**Goal:**
Copy out only those lines running from the line with "point per instance: hazy" to the end of the listing, keeping each one exactly as it is.

**Records for this exercise:**
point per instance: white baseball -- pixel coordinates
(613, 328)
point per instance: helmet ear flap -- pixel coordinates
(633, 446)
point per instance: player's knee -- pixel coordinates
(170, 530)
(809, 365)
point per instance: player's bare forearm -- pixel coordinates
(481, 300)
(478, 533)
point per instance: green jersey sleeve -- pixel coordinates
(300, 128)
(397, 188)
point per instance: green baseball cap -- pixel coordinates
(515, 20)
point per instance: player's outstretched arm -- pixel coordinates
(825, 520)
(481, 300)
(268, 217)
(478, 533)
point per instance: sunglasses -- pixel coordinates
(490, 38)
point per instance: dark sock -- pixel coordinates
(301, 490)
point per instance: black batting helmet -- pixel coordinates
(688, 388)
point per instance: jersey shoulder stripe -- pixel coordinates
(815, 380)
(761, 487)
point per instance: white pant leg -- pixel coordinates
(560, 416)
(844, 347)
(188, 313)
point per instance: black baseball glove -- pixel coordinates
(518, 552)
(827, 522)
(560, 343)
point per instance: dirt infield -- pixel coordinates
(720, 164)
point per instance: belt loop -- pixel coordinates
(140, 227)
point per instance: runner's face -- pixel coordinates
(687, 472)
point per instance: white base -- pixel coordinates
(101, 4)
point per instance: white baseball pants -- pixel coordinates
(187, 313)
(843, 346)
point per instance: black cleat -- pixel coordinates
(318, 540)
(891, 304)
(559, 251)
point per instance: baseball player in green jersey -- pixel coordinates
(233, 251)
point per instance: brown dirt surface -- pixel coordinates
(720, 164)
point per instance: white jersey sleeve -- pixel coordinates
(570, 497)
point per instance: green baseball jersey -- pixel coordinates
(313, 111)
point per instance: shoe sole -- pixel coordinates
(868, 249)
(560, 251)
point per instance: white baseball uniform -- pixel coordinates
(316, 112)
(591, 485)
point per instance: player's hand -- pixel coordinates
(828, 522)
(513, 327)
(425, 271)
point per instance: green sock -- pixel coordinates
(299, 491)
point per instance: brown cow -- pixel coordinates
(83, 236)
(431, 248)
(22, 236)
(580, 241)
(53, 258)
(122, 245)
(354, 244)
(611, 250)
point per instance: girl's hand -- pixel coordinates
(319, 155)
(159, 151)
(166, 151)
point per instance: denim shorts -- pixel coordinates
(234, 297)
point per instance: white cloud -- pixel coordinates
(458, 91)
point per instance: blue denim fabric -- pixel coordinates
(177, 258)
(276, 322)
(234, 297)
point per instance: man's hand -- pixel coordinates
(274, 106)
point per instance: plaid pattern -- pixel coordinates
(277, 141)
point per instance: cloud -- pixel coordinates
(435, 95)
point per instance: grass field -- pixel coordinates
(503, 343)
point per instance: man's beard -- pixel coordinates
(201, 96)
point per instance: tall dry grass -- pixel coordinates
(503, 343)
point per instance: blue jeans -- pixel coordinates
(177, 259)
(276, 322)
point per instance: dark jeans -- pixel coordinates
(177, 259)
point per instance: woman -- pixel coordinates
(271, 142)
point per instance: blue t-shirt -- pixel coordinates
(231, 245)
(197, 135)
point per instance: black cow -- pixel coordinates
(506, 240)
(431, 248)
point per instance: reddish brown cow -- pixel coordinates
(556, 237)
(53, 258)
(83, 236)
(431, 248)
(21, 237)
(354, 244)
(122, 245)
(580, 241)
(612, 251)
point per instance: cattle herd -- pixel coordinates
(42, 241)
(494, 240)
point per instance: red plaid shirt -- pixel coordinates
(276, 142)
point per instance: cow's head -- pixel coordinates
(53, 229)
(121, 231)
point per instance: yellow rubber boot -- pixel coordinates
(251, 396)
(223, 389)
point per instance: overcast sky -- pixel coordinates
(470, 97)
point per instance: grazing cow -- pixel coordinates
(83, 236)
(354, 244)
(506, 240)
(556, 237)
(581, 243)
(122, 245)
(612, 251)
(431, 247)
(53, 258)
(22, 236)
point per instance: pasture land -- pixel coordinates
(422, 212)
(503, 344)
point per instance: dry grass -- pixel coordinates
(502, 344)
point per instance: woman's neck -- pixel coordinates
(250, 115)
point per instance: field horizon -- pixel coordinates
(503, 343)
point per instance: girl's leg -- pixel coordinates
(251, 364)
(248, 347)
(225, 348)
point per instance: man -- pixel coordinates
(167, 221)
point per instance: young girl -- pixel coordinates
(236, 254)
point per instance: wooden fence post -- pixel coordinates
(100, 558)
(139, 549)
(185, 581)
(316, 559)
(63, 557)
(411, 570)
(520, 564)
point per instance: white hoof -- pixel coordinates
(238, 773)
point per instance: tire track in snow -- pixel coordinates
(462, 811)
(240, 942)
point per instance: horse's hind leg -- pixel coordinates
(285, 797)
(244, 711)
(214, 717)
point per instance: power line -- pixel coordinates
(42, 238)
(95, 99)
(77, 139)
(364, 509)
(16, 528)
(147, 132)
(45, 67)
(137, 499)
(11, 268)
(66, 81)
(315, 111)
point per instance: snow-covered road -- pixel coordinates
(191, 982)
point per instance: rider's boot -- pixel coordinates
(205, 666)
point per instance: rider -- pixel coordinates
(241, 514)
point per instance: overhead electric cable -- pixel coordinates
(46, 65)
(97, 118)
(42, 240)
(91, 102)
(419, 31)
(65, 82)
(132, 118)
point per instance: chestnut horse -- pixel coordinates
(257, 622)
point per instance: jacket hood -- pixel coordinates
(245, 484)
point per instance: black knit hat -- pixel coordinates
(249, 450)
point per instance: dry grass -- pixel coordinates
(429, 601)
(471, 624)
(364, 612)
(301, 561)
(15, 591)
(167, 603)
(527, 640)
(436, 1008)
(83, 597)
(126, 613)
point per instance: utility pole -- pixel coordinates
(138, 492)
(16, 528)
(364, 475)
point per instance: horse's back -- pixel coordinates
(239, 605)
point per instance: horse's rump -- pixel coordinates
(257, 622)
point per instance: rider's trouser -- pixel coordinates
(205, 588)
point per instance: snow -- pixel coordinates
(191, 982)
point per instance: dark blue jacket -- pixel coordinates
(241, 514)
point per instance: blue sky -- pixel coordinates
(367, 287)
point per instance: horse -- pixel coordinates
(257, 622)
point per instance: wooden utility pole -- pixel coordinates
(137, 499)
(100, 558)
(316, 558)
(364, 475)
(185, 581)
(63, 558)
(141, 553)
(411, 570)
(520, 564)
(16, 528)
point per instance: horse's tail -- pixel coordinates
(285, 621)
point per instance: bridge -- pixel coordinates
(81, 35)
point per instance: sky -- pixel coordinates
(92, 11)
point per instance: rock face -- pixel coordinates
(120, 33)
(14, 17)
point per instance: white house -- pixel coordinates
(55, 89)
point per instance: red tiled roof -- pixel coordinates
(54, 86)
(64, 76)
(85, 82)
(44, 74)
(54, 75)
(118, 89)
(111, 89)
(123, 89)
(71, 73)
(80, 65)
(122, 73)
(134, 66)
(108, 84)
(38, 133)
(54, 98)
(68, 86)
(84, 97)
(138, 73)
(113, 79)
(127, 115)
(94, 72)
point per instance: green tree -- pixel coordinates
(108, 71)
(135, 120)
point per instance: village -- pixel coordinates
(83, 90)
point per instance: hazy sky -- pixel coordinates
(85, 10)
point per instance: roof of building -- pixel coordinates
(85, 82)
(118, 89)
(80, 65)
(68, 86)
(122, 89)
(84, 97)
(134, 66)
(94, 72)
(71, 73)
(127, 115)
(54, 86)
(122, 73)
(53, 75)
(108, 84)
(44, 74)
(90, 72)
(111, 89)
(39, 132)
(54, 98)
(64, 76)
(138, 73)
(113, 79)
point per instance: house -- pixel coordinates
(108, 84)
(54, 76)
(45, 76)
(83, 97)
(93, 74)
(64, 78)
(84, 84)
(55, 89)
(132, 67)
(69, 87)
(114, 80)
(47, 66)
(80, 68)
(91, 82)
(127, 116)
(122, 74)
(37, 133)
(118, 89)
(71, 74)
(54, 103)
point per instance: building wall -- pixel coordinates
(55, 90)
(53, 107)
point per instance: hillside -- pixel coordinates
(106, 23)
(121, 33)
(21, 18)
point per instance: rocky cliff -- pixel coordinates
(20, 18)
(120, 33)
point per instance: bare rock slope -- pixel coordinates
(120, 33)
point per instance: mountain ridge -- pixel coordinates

**Task result:**
point per instance: hazy sky -- pixel coordinates
(85, 10)
point per instance: roof of building -- pixel coordinates
(85, 82)
(118, 89)
(80, 65)
(68, 86)
(122, 89)
(84, 97)
(134, 66)
(94, 72)
(71, 73)
(127, 115)
(54, 86)
(122, 73)
(53, 75)
(108, 84)
(44, 74)
(90, 72)
(111, 89)
(39, 132)
(54, 98)
(64, 76)
(138, 73)
(113, 79)
point per instance: house -- pixel coordinates
(108, 84)
(54, 76)
(45, 76)
(83, 97)
(93, 74)
(64, 78)
(84, 84)
(55, 89)
(132, 67)
(69, 87)
(114, 80)
(47, 66)
(80, 68)
(91, 82)
(127, 116)
(122, 74)
(37, 133)
(118, 89)
(71, 74)
(54, 103)
point per instance: building wall -- pixel coordinates
(55, 90)
(53, 107)
point per instance: hillside -- pixel coordinates
(106, 23)
(121, 33)
(21, 18)
point per instance: rocky cliff -- pixel coordinates
(20, 18)
(120, 33)
point per instance: bare rock slope -- pixel coordinates
(120, 33)
point per instance: mountain ridge -- pixel coordinates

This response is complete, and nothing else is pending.